Textauszug:
/---
Eine Beschneidung im Jungenalter ist auch bei Narkose in der Zeit unmittelbar danach extrem schmerzhaft und bedeutet oft einen langwierigen Heilungsprozeß, kann jedoch auch ein Segen sein, wenn sie eine schwere Phimose korrigiert und eine regelmäßige, ebenso schmerzhafte und meist wirkungslose Bewegungstherapie ablöst.
Dennoch finde ich, man sollte Kindern diese Schmerzen ersparen. Jede Vorhautentfernung im Säuglingsalter ist medizinisch sinnvoll, weil sie das Auftreten einer Phimose von Anfang an verhindert, dazu das Risiko schwerer Krankheiten deutlich senkt.
In jedem Fall halte auch ich - und dies hatte ich ebenso in meinen ersten Beitrag geschrieben - Zwang im Sinne eine Entscheidung über das Sorgerecht der Eltern hinweg für falsch. Kein Zwang also sollte es sein, stattdessen stattfindende medizinische Aufklärung über das medizinische Wohl des Kindes. Die Vorhautentfernung sollte die Vorgabe sein, der Standard, gegen den Eltern Einspruch erheben könnten, etwa, weil ihre Religion die Beschneidung verbietet (vielleicht werden sich gewisse Religionen darauf besinnen - wer weiß) oder sie es einfach vorziehen, ihrem Kind diesen Eingriff für das späte Kindesalter aufzuheben, damit es von den „mannsbildenden“ Schmerzen im Sinne eines Initiationsspektakels „profitieren“ kann. Ich möchte allerdings offen aussprechen, daß ich von Eltern wie den letzteren nicht viel halten würde.
\---
Gesammelte Dateneinträge:
/---
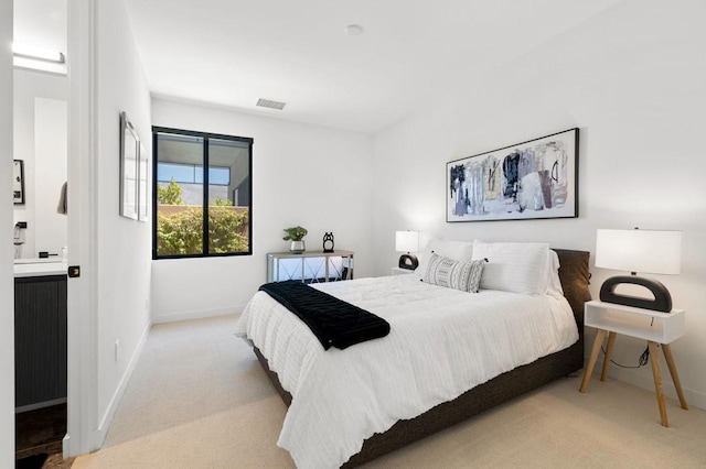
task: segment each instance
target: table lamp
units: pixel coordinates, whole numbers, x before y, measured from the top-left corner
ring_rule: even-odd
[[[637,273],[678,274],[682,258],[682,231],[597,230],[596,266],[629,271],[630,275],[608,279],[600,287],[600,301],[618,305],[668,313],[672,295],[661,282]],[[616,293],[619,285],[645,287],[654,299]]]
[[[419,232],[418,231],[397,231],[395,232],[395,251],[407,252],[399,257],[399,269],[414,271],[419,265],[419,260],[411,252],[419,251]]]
\---
/---
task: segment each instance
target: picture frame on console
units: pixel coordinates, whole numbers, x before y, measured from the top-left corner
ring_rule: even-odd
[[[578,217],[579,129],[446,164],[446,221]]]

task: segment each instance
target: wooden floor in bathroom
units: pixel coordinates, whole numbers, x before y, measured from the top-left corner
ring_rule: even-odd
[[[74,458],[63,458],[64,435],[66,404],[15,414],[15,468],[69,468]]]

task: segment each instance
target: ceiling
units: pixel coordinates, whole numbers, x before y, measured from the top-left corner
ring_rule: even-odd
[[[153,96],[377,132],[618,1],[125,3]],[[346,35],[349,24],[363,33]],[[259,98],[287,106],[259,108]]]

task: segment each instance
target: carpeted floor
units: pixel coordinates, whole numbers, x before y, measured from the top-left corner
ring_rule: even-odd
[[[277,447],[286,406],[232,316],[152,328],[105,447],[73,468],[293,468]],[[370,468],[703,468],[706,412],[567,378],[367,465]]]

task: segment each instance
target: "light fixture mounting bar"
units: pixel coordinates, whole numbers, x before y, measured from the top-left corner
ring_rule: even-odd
\---
/---
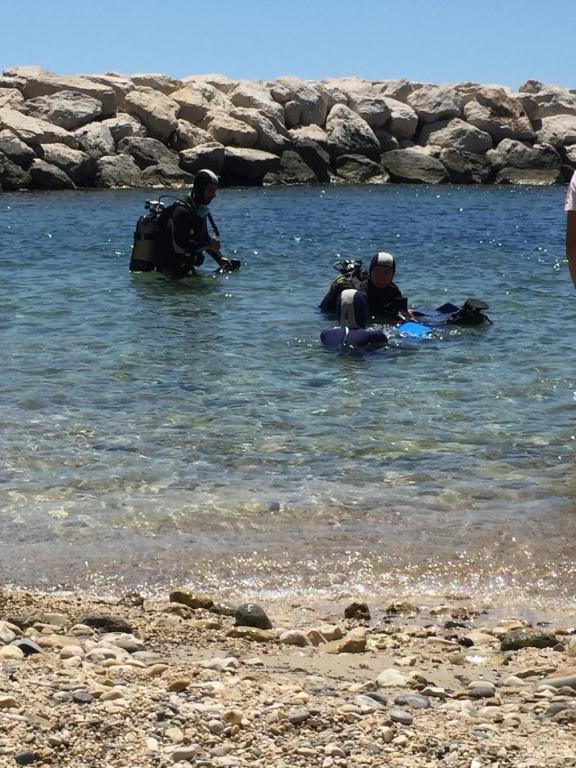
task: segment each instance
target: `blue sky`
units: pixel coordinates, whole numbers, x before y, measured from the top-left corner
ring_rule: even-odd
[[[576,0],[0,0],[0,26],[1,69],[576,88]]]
\---
Aufgaben:
**1)** Beantworte diese Fragen zum Textauszug über die Vorhautentfernung:
(a) Unter welcher Bedingung kann eine Beschneidung im Jungenalter laut Text ein Segen sein?
(b) Welche zwei Wirkungen einer Vorhautentfernung im Säuglingsalter nennt der Text?
(c) Aus welchen zwei Gründen könnten Eltern laut Text Einspruch gegen den Standard erheben?
**2)** Schreib bitte den Textauszug über die Vorhautentfernung nach seinem letzten Satz weiter.
Die Zeilen braucht man zum Bearbeiten nicht.

Lösungen:
**1)**
(a) Wenn sie eine schwere Phimose korrigiert und eine regelmäßige, ebenso schmerzhafte und meist wirkungslose Bewegungstherapie ablöst.
(b) Sie verhindert das Auftreten einer Phimose von Anfang an und senkt das Risiko schwerer Krankheiten deutlich.
(c) Weil ihre Religion die Beschneidung verbietet oder weil sie den Eingriff lieber für das späte Kindesalter aufheben wollen.

**2)**
Beides, das Kupieren von Hunden oder anderen Tieren und das Beschneiden eines Kindes nach der Geburt, kann man nicht miteinander vergleichen, denn es ist zu unähnlich, als daß man in einer Argumentation das eine gegen das andere anführen könnte.
Kupiert werden Tiere aus verschiedenen Gründen, denen allen gemein ist, das sie trauriger Natur sind:
Schweinen zwickt man ohne Betäubung die Ringelschwänze ab, damit es nicht in der Beengtheit ihrer Verschläge zu Kanibalismus kommt (die Schweine würden beginnen, an den Schwänzen ihrer Käfiggenossen zu knabbern und dann nicht mehr aufhören). Einigen Hunderassen werden aus „ästhetischen“ Gründen die Ohren oder Schwänze gestutzt, auch hier meist ohne Betäubung. All dies geschieht zum Gewinn des Menschen und zum Schaden des Tieres; im ersten Beispiel, um das Verbrechen der Massentierhaltung besser organisieren zu können, im zweiten rein zum Ergötzen des Menschen an einem angeblich veredelten Tier - selbstverständlich sollte beides guten Menschen („gut“ im Sinne eines verantwortlichen Handelns gegenüber dem Mitlebewesen Tier) verächtlich sein.
Das Beschneiden von Kindern kurz nach der Geburt ist auch ohne Verdacht auf eine sich später einstellende Phimose, also ohne direkte med. Indikation aufgrund eines akuten Zustandes, medizinisch sinnvoll, da dies ein Eingriff zu einem Zeitpunkt ist, an dem er am unkomplizkativsten ausgeführt werden kann und der in zweierlei Weise dem Wohl des Kindes förderlich ist: er verhindert sicher die Leidensgeschichte einer Phimose, er verbessert die Hygiene und senkt erwiesenerweise das Risiko schwersten Folgeerkrankungen.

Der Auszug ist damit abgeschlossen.